Exercise aim:
Reproduce every record exactly as written.

The records:
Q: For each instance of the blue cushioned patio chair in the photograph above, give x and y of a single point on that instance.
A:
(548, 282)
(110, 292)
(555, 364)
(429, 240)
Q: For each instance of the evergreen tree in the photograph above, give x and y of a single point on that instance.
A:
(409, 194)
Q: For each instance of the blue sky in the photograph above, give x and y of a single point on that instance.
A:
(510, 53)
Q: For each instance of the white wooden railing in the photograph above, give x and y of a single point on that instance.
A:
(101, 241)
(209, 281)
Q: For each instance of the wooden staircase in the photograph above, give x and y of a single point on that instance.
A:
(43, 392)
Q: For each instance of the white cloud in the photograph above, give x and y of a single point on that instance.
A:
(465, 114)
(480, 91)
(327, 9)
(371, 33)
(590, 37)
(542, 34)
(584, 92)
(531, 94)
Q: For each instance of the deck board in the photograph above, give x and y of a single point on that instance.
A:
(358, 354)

Output of the task:
Q: For each instance of the blue cushioned patio chair in the photograph above, give x and y of a single point on that instance.
A:
(548, 282)
(110, 292)
(555, 364)
(429, 240)
Q: For each instance of the evergreen tree in the photograph above, give x and y of a single point on that instance.
A:
(409, 194)
Q: For each instance of the blue sky in the photograph above, give x and y of a single point on that instance.
A:
(510, 53)
Q: For each instance of the white wooden railing in the photograph above, give x and y of a single point on that instance.
A:
(101, 241)
(209, 281)
Q: For each instance of the wooden staircase in the photograph above, give x and y of a single point on that instance.
A:
(43, 392)
Q: For each instance of the white cloud in the photograph above, give x and y of a single point on that instance.
A:
(465, 114)
(480, 91)
(327, 9)
(371, 33)
(590, 37)
(542, 34)
(584, 92)
(531, 94)
Q: For each instance of the deck board in the photograph above, give x and y of a single point on that instance.
A:
(358, 354)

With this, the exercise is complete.